* Exercise objective
Format each line of the material below as an entry in a JSON list of strings, with one string per line. Omit blank lines and the pictures.

:: Dataset excerpts

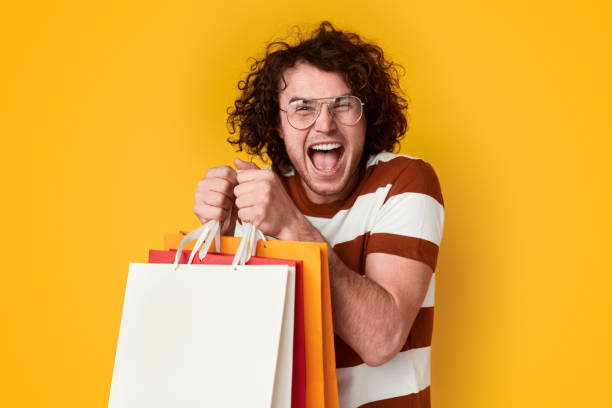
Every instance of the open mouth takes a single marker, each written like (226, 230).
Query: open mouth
(326, 157)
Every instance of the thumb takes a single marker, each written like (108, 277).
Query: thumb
(244, 165)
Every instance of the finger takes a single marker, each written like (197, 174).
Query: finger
(223, 172)
(258, 188)
(214, 199)
(243, 176)
(247, 200)
(251, 215)
(207, 213)
(218, 185)
(244, 165)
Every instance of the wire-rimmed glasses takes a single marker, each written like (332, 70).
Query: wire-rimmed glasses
(302, 113)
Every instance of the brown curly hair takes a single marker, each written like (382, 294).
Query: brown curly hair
(371, 77)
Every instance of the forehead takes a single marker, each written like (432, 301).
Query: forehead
(307, 81)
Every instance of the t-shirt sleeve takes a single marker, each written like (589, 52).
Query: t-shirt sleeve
(411, 220)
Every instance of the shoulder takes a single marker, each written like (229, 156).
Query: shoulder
(404, 174)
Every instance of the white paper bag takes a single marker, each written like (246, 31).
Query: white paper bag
(205, 336)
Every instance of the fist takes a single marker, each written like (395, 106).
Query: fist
(262, 201)
(214, 197)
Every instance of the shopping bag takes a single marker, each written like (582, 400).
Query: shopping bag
(321, 383)
(298, 370)
(182, 336)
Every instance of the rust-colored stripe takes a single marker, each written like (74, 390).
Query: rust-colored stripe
(353, 252)
(419, 336)
(407, 247)
(403, 173)
(421, 399)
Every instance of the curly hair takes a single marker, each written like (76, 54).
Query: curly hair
(371, 77)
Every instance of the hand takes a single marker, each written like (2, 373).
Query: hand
(262, 200)
(214, 197)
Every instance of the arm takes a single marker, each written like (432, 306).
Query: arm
(373, 314)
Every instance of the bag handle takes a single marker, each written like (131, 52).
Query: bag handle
(211, 230)
(205, 235)
(248, 244)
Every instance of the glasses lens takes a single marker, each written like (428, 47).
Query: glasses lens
(301, 114)
(347, 109)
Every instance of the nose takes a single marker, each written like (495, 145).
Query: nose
(325, 122)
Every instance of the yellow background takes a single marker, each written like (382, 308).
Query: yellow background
(111, 112)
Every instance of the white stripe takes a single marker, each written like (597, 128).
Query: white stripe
(407, 373)
(385, 157)
(348, 224)
(414, 215)
(429, 297)
(410, 214)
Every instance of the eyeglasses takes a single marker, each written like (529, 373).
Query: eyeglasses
(302, 113)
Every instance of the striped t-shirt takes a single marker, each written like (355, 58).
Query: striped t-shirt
(397, 208)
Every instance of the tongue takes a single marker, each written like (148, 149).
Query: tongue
(325, 160)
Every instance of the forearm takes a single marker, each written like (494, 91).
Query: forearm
(365, 315)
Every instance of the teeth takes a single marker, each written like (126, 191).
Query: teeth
(326, 146)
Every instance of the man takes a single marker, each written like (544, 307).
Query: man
(326, 112)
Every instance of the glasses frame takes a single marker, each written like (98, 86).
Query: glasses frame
(329, 110)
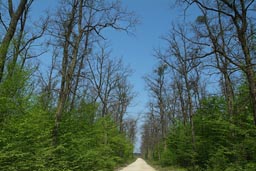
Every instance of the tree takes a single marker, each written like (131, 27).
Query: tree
(10, 31)
(239, 17)
(76, 21)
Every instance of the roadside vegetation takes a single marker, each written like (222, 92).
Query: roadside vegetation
(201, 114)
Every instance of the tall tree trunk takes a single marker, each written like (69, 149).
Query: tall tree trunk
(4, 46)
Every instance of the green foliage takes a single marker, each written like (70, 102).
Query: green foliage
(84, 143)
(223, 142)
(180, 149)
(14, 93)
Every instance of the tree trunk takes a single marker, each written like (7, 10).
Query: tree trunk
(4, 46)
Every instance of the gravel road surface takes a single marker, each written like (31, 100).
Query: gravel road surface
(138, 165)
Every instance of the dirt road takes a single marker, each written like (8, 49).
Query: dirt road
(138, 165)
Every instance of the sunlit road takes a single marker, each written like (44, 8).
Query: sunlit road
(138, 165)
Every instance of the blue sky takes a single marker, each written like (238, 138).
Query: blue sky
(137, 51)
(156, 18)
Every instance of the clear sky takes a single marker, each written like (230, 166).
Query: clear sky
(156, 18)
(137, 51)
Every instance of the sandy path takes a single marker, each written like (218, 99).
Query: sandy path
(138, 165)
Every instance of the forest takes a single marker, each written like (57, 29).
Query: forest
(202, 106)
(68, 115)
(71, 115)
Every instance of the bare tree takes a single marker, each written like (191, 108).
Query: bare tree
(76, 20)
(10, 30)
(238, 14)
(181, 58)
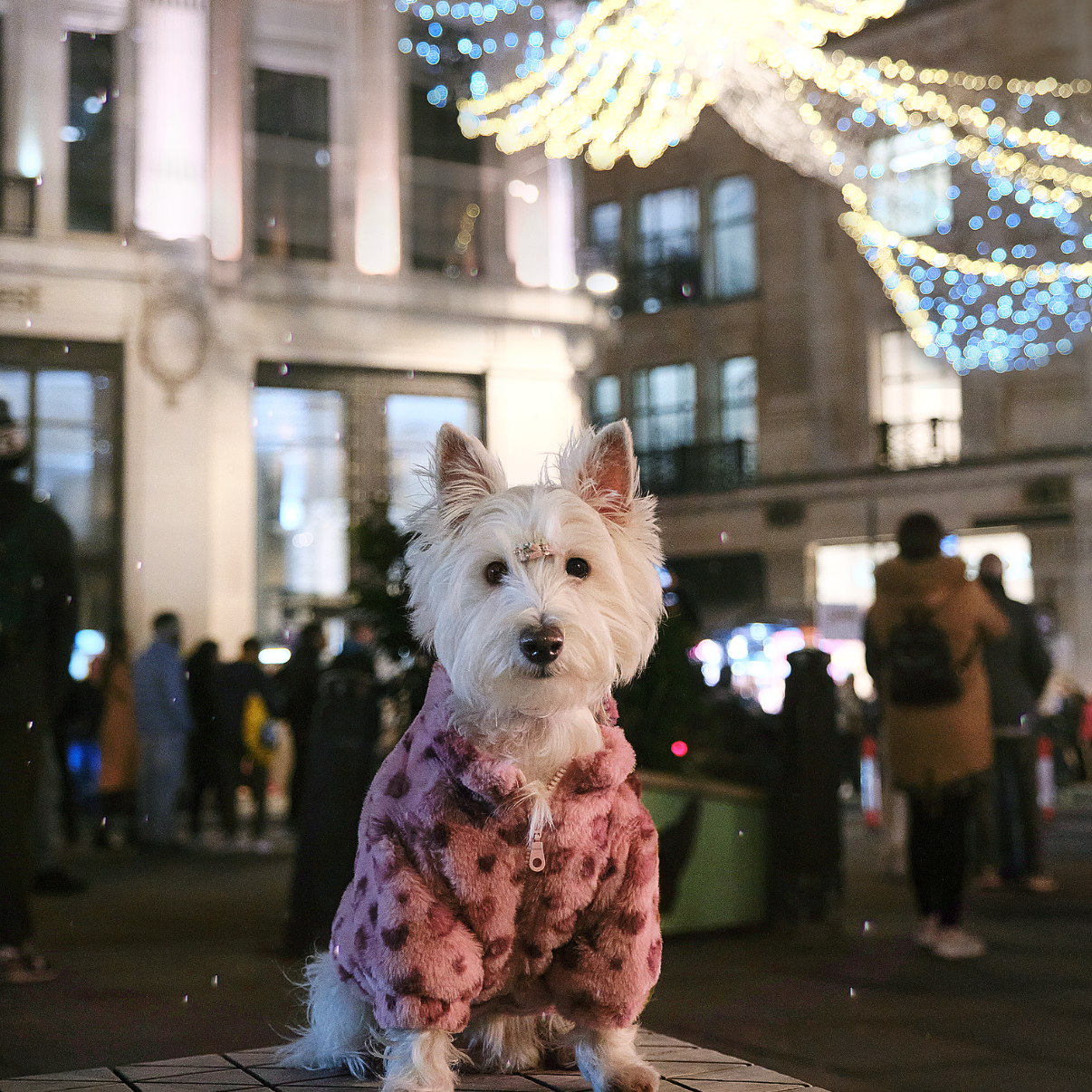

::::

* Exercise solution
[
  "Every instance of the open mouth takes a single marker, each written like (226, 230).",
  "Query: open mouth",
  "(326, 157)",
  "Every instance of the thumb takes a single marker, each written like (108, 277).",
  "Query: thumb",
  "(244, 165)",
  "Every instance of the finger takes a single marker, each written like (197, 174).",
  "Query: finger",
  "(223, 172)",
  "(258, 188)",
  "(214, 199)",
  "(243, 176)",
  "(247, 200)",
  "(251, 215)",
  "(207, 213)",
  "(218, 185)",
  "(244, 165)",
  "Every instance of the wire-rimmed glasses takes a single marker, each written like (332, 70).",
  "Query: wire-rimmed glasses",
  "(302, 113)",
  "Every instance of the brown curly hair takes a single marker, each written like (382, 294).",
  "Query: brown curly hair",
  "(371, 77)",
  "Every instance of the forehead takes a single marker, each written like (432, 301).",
  "Query: forehead",
  "(307, 81)",
  "Every instance of the t-shirt sleeve takes a single marker, each written like (589, 52).",
  "Query: t-shirt sleeve",
  "(411, 220)",
  "Every instance of the shoulder takes a single marker, each written like (229, 156).",
  "Query: shoulder",
  "(404, 174)",
  "Every instance of the white paper bag takes a single marker, each written like (246, 31).",
  "Query: white paper bag",
  "(205, 336)",
  "Every instance of the fist takes a single marker, each written like (395, 106).",
  "Query: fist",
  "(262, 201)",
  "(214, 197)",
  "Every instance of the shopping bag takes a single marker, each written like (582, 400).",
  "Query: shopping bag",
  "(321, 383)",
  "(298, 370)",
  "(182, 336)",
  "Every instance of the rust-colored stripe takes a single marker, each written like (74, 390).",
  "Query: rust-colored stripe",
  "(353, 252)",
  "(419, 336)",
  "(407, 247)",
  "(403, 173)",
  "(421, 399)",
  "Every instance of the curly hair takes a single marker, each written like (76, 54).",
  "Query: curly hair",
  "(371, 77)",
  "Every instance of the hand takes a single marker, each written like (2, 373).",
  "Query: hand",
  "(262, 200)",
  "(214, 197)",
  "Every instance of the arm takes a single marker, each written like (432, 306).",
  "Query: arm",
  "(373, 314)",
  "Every instance of the bag handle takes a single marker, each written like (131, 52).",
  "Query: bag handle",
  "(211, 230)",
  "(205, 235)",
  "(248, 244)",
  "Every instance of the glasses lens takes a single marker, each written like (428, 47).",
  "Query: glasses lens",
  "(301, 114)",
  "(347, 109)",
  "Every instance of the nose takes a single marker, each written like (495, 145).",
  "Query: nose",
  "(325, 122)",
  "Every instance of the yellow background takes a single marker, each written like (382, 308).",
  "Query: yellow background",
  "(111, 112)",
  "Every instance of the white stripe takes a single marker, each written like (597, 128).",
  "Query: white stripe",
  "(407, 373)",
  "(385, 157)",
  "(348, 224)",
  "(414, 215)",
  "(429, 297)",
  "(410, 214)",
  "Every instance of the eyeglasses takes a single marker, each written like (529, 373).",
  "Query: eyeglasses",
  "(302, 113)",
  "Every instance of the striped t-shirt takes a single marker, each written like (355, 58).",
  "Query: striped t-shirt",
  "(397, 208)",
  "Every instance of the tongue takes a single marker, each written like (148, 149).",
  "Query: tongue",
  "(325, 160)",
  "Every instance of the forearm takes a single marker, each written like (494, 91).",
  "Query: forearm",
  "(365, 315)",
  "Every instance of the teeth takes a single marker, each written like (126, 191).",
  "Query: teeth",
  "(326, 146)",
  "Every instance of the man takes a single marker, each written like (544, 307).",
  "Query: man",
  "(326, 112)",
  "Every instance of the glasses frame takes a single marker, each written like (98, 86).",
  "Query: glasses frame",
  "(329, 110)",
  "Every instance of the tree takes a single marker, each written like (131, 27).",
  "Query: tree",
  "(10, 31)",
  "(239, 17)",
  "(76, 21)",
  "Every instance of the roadside vegetation takes a single marker, each written like (222, 92).",
  "Query: roadside vegetation",
  "(201, 114)",
  "Every instance of the tall tree trunk takes a single marker, each written like (69, 149).",
  "Query: tall tree trunk",
  "(4, 46)",
  "Every instance of the green foliage takes a single marker, each written like (70, 102).",
  "Query: green foliage",
  "(84, 143)",
  "(223, 142)",
  "(180, 149)",
  "(14, 93)",
  "Every instance of the tree trunk takes a single marker, each written like (7, 10).",
  "Query: tree trunk",
  "(4, 46)",
  "Every instance of the gravel road surface takes a single marker, each written like (31, 100).",
  "Query: gravel road surface",
  "(138, 165)",
  "Every instance of the dirt road takes a single marker, each written like (8, 49).",
  "Query: dirt road",
  "(138, 165)",
  "Every instance of the sunlit road takes a single marker, each written like (44, 8).",
  "Query: sunlit road",
  "(138, 165)",
  "Every instance of the blue sky takes a single marker, each written like (238, 138).",
  "Query: blue sky",
  "(137, 51)",
  "(156, 18)",
  "Every instance of the clear sky takes a single marker, each written like (230, 166).",
  "Query: clear sky",
  "(156, 18)",
  "(137, 51)",
  "Every instance of the sandy path takes a single marker, each written like (218, 99).",
  "Query: sandy path",
  "(138, 165)",
  "Every instance of the forest takes a single marker, each written like (57, 29).",
  "Query: forest",
  "(202, 106)",
  "(68, 115)",
  "(71, 115)",
  "Every instance of the bare tree takes a single marker, each written like (191, 108).",
  "Query: bare tree",
  "(76, 20)",
  "(10, 30)",
  "(238, 14)",
  "(181, 58)"
]